• [What the task requires] Once the line holding "Target: man's arm" is found in the entries below, transcribe exactly every line up to and including the one holding "x=11, y=155", but leave out the pictures.
____________________
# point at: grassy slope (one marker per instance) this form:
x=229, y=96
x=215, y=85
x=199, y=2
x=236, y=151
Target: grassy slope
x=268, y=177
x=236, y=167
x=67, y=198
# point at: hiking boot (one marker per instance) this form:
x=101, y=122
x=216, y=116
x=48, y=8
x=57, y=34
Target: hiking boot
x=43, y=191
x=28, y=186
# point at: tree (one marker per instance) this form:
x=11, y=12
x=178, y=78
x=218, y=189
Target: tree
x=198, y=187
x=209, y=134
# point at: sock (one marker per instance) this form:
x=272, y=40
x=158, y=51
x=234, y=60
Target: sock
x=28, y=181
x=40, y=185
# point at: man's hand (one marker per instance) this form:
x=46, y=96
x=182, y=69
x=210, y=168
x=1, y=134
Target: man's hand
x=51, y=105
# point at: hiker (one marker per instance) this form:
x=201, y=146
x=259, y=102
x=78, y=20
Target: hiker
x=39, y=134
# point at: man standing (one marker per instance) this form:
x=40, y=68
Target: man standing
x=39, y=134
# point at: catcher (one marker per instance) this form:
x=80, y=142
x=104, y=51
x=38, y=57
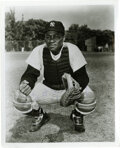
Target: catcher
x=61, y=66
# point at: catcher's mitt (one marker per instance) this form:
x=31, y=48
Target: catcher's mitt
x=73, y=90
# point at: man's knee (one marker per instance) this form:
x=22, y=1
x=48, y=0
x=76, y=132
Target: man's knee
x=23, y=103
x=88, y=97
x=87, y=103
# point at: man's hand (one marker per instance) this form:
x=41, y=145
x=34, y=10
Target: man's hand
x=25, y=88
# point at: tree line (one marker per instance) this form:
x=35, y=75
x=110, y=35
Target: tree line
x=28, y=34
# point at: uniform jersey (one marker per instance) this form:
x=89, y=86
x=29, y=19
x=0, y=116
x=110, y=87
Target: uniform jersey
x=76, y=57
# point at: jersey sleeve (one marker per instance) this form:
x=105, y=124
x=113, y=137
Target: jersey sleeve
x=34, y=58
x=76, y=58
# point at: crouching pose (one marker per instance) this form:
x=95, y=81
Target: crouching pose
x=65, y=80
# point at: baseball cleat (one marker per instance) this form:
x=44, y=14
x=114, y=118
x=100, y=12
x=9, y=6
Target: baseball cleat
x=77, y=121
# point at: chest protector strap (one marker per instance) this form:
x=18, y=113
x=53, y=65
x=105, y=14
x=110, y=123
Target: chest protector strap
x=53, y=70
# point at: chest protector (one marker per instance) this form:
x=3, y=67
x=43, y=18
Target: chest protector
x=53, y=70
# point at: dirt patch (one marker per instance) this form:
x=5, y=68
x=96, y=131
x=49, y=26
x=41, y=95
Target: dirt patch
x=99, y=125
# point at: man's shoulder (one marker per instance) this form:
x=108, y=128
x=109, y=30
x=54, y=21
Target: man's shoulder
x=71, y=47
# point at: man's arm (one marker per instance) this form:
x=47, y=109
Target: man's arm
x=81, y=77
x=28, y=79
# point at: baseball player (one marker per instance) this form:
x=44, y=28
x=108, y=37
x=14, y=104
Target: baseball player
x=61, y=68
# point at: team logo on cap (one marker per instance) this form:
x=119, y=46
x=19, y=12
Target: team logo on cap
x=52, y=24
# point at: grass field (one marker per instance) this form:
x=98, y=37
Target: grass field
x=100, y=126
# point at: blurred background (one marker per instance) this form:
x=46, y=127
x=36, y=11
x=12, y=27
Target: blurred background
x=90, y=27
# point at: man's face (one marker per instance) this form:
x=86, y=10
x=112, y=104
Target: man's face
x=54, y=41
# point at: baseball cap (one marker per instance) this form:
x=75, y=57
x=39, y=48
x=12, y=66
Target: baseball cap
x=55, y=26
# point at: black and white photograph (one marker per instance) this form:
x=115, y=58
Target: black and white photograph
x=59, y=73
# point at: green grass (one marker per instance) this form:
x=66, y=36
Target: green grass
x=99, y=125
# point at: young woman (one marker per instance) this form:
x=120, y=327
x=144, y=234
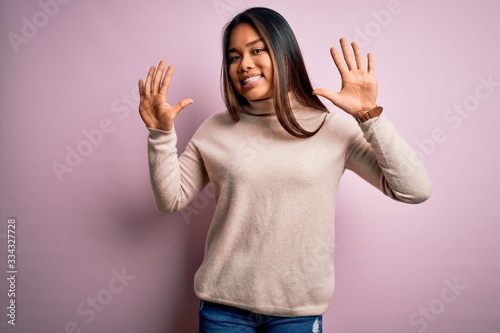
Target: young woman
x=274, y=160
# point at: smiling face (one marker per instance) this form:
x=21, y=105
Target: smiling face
x=250, y=64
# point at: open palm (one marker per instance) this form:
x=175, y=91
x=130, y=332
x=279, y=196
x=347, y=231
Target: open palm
x=154, y=108
x=359, y=89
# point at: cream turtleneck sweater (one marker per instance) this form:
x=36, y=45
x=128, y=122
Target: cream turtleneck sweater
x=270, y=246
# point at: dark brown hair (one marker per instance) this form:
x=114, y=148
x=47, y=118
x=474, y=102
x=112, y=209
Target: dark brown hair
x=289, y=70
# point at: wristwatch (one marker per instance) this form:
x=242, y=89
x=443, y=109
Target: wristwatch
x=370, y=114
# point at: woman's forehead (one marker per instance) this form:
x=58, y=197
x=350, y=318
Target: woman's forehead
x=242, y=35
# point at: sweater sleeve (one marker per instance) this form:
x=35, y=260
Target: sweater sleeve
x=383, y=158
x=176, y=180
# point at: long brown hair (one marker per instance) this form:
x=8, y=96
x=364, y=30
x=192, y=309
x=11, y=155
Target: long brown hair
x=289, y=70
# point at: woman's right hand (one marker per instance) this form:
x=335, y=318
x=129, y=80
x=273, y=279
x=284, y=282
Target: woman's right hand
x=153, y=107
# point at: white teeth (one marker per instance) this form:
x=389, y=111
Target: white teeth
x=252, y=79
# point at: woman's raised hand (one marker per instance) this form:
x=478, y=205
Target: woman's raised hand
x=359, y=85
x=154, y=109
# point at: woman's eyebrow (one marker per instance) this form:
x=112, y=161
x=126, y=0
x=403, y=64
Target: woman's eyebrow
x=246, y=45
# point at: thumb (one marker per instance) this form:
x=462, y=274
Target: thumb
x=330, y=95
x=182, y=104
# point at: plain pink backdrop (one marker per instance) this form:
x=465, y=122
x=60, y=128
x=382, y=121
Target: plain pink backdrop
x=69, y=75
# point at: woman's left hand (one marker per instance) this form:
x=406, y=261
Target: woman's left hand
x=359, y=85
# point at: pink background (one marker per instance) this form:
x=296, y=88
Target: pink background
x=69, y=72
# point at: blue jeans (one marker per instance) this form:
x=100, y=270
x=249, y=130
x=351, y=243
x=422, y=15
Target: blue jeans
x=216, y=318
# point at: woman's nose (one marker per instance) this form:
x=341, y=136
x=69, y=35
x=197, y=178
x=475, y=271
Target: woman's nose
x=246, y=63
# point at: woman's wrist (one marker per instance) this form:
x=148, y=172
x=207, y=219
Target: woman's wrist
x=363, y=116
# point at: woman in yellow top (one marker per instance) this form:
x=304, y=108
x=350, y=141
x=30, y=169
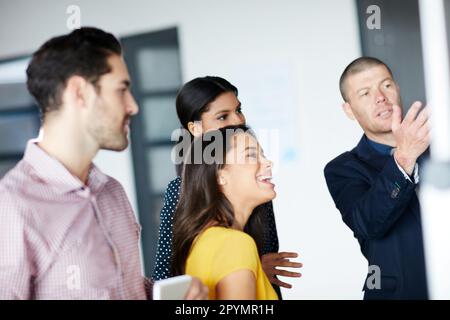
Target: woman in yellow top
x=227, y=178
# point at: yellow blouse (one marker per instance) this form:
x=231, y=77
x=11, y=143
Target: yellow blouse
x=218, y=252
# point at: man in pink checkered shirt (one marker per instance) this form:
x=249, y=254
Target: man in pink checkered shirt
x=67, y=230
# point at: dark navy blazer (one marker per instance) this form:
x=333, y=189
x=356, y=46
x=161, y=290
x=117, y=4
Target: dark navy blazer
x=381, y=207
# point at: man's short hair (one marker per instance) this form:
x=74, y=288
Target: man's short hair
x=357, y=66
x=83, y=52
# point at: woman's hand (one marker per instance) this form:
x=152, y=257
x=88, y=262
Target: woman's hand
x=271, y=261
x=197, y=290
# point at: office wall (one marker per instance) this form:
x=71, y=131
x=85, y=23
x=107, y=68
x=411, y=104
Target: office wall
x=309, y=41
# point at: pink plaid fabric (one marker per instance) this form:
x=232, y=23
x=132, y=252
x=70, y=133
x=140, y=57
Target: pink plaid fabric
x=60, y=239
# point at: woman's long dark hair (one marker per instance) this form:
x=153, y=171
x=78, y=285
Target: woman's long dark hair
x=201, y=200
x=195, y=96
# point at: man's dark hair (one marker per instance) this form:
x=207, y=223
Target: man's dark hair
x=83, y=52
x=357, y=66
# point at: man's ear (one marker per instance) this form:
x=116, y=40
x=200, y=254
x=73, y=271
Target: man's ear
x=348, y=110
x=195, y=128
x=76, y=91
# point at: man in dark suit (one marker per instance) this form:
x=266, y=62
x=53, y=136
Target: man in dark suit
x=374, y=185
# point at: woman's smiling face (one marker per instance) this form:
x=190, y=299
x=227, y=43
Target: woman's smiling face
x=246, y=176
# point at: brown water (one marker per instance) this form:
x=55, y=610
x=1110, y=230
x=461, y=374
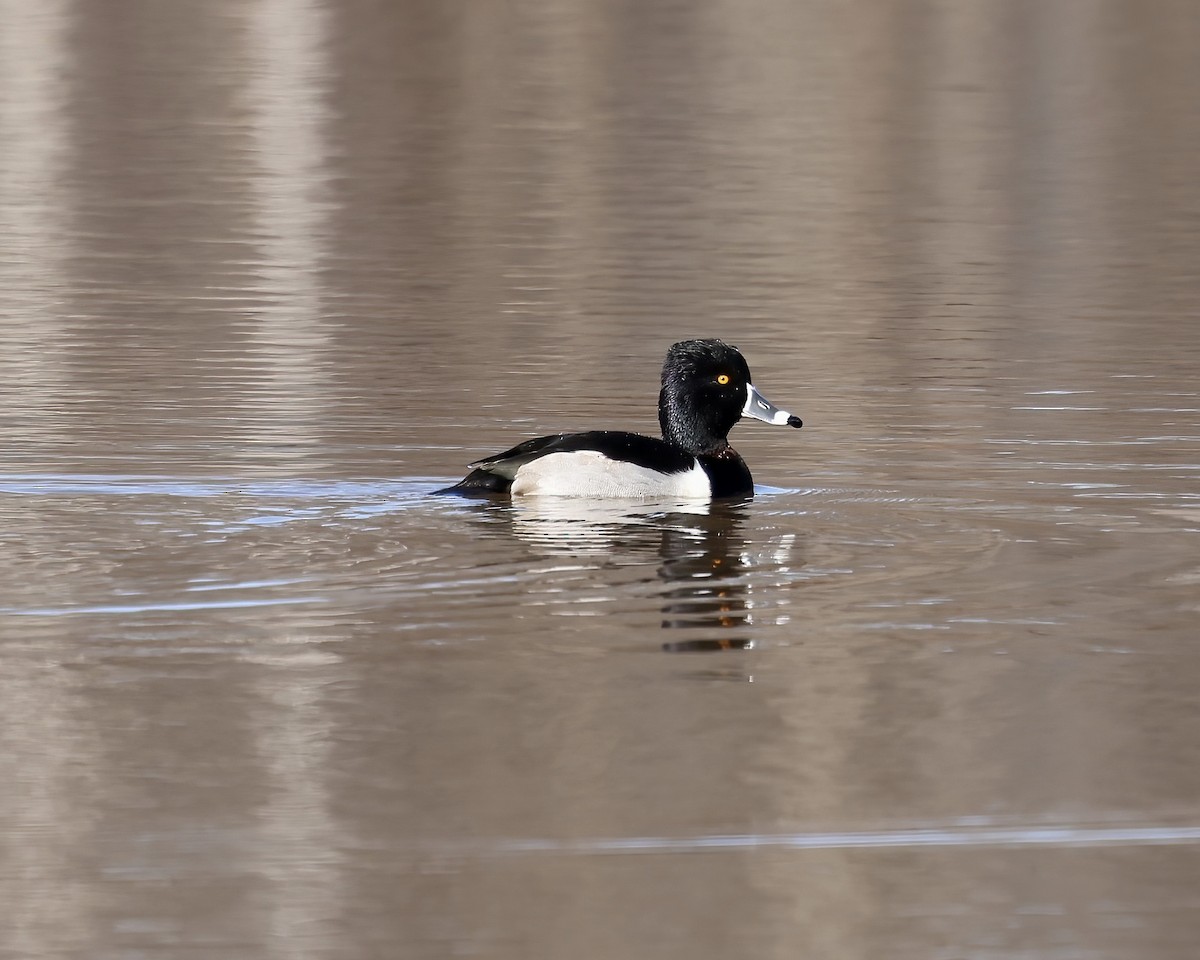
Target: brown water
x=274, y=270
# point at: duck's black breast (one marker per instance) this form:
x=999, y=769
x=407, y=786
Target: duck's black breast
x=727, y=473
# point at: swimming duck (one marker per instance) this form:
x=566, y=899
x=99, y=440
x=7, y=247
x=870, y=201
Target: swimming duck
x=706, y=390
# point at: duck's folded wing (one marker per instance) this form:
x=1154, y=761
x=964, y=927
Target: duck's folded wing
x=495, y=474
x=612, y=444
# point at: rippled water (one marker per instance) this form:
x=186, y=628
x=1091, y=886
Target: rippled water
x=274, y=271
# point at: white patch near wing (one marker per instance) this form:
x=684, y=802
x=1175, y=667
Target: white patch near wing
x=587, y=473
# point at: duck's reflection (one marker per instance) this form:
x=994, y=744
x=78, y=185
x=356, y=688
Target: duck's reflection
x=703, y=557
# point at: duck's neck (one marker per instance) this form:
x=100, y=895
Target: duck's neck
x=693, y=429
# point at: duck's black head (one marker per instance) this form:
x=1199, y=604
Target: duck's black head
x=706, y=390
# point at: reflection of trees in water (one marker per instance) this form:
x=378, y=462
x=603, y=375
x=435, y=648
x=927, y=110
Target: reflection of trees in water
x=703, y=565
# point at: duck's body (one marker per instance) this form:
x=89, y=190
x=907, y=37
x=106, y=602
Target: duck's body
x=706, y=390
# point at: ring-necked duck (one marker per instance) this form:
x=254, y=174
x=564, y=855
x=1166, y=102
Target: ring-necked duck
x=706, y=390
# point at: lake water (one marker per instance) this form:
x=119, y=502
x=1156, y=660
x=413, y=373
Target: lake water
x=273, y=271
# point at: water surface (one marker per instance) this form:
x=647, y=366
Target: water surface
x=273, y=273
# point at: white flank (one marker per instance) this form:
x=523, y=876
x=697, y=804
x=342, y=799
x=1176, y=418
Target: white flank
x=587, y=473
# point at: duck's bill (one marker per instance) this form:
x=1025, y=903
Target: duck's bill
x=760, y=408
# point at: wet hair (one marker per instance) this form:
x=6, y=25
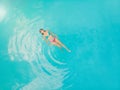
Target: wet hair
x=41, y=30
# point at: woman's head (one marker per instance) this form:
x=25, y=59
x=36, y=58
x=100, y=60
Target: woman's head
x=42, y=31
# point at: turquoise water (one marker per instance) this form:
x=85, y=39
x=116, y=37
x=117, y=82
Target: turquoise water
x=90, y=28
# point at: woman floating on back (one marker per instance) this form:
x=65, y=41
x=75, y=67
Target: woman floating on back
x=49, y=36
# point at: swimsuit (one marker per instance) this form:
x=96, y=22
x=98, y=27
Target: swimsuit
x=53, y=40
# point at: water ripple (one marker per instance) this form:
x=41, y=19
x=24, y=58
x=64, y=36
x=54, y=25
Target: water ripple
x=26, y=44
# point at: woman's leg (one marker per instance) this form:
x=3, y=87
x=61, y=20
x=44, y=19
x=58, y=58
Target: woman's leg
x=56, y=44
x=61, y=44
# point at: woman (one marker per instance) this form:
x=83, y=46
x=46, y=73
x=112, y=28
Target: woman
x=48, y=36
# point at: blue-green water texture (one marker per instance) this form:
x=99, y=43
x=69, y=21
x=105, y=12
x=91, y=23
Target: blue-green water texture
x=89, y=28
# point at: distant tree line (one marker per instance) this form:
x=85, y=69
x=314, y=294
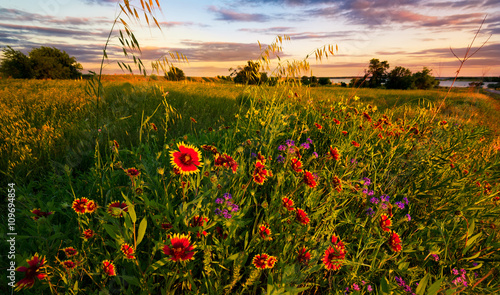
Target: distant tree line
x=378, y=75
x=40, y=63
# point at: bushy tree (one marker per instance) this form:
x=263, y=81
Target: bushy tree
x=249, y=74
x=399, y=78
x=52, y=63
x=423, y=79
x=175, y=74
x=15, y=64
x=377, y=71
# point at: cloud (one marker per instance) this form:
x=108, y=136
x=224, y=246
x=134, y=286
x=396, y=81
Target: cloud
x=231, y=15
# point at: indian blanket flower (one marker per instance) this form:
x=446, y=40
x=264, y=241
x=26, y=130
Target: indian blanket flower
x=265, y=232
x=40, y=213
x=303, y=256
x=116, y=209
x=226, y=161
x=385, y=222
x=91, y=207
x=297, y=165
x=260, y=173
x=127, y=250
x=288, y=203
x=260, y=260
x=70, y=251
x=80, y=205
x=180, y=248
x=132, y=172
x=334, y=257
x=187, y=159
x=68, y=264
x=36, y=266
x=88, y=233
x=395, y=242
x=333, y=154
x=301, y=216
x=109, y=268
x=309, y=179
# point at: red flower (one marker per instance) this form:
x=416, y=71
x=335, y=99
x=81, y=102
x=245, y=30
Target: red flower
x=260, y=173
x=333, y=154
x=80, y=205
x=309, y=179
x=265, y=232
x=187, y=159
x=226, y=161
x=334, y=257
x=39, y=214
x=116, y=209
x=32, y=272
x=296, y=165
x=301, y=216
x=395, y=242
x=128, y=251
x=288, y=203
x=109, y=268
x=385, y=222
x=68, y=264
x=88, y=233
x=70, y=251
x=180, y=248
x=91, y=207
x=132, y=172
x=303, y=256
x=271, y=261
x=260, y=260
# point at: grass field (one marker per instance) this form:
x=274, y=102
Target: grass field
x=210, y=188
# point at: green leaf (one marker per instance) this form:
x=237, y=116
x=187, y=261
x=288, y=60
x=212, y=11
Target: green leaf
x=142, y=230
x=434, y=288
x=422, y=284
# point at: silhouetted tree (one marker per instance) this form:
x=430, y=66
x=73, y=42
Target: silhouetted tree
x=15, y=64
____________________
• [The completed task]
Target: man's arm
x=81, y=77
x=28, y=79
# point at: baseball player (one marker per instance) this form:
x=44, y=28
x=108, y=37
x=14, y=104
Target: baseball player
x=61, y=68
# point at: team logo on cap (one marker per instance) this form:
x=119, y=46
x=19, y=12
Target: team logo on cap
x=52, y=24
# point at: grass field (one marker per instance) this form:
x=98, y=37
Target: grass field
x=100, y=126
# point at: blurred background (one marker per instance) this form:
x=46, y=127
x=36, y=11
x=12, y=27
Target: blurred background
x=90, y=27
# point at: man's face (one marker per instance) this form:
x=86, y=10
x=112, y=104
Target: man's face
x=54, y=41
# point at: baseball cap (one marker per instance) this form:
x=75, y=57
x=39, y=48
x=12, y=66
Target: baseball cap
x=55, y=26
# point at: black and white photograph (one marker per instance) this form:
x=115, y=58
Target: black and white photograph
x=59, y=73
# point at: green grass (one marker per instance) this form:
x=66, y=36
Target: green grass
x=99, y=125
# point at: young woman (one marker per instance) this form:
x=120, y=327
x=144, y=234
Target: young woman
x=274, y=160
# point at: smiling face (one marker per instance) this form:
x=21, y=105
Target: smiling face
x=250, y=64
# point at: open palm (one marker per instance) this form:
x=175, y=91
x=130, y=332
x=279, y=196
x=347, y=231
Target: open palm
x=154, y=108
x=359, y=89
# point at: cream turtleneck sweater (one marker per instance) this form:
x=36, y=45
x=128, y=122
Target: cream turtleneck sweater
x=270, y=246
# point at: dark brown hair (one marker per instance) this form:
x=114, y=148
x=47, y=118
x=474, y=102
x=112, y=209
Target: dark brown hair
x=289, y=70
# point at: wristwatch (one marker per instance) this form:
x=242, y=89
x=443, y=109
Target: wristwatch
x=370, y=114
# point at: woman's forehead (one marker per instance) this form:
x=58, y=197
x=350, y=318
Target: woman's forehead
x=242, y=35
# point at: sweater sleeve (one marker per instance) this form:
x=35, y=260
Target: sweater sleeve
x=383, y=158
x=176, y=180
# point at: long brown hair (one marker per instance) this form:
x=8, y=96
x=364, y=30
x=192, y=309
x=11, y=155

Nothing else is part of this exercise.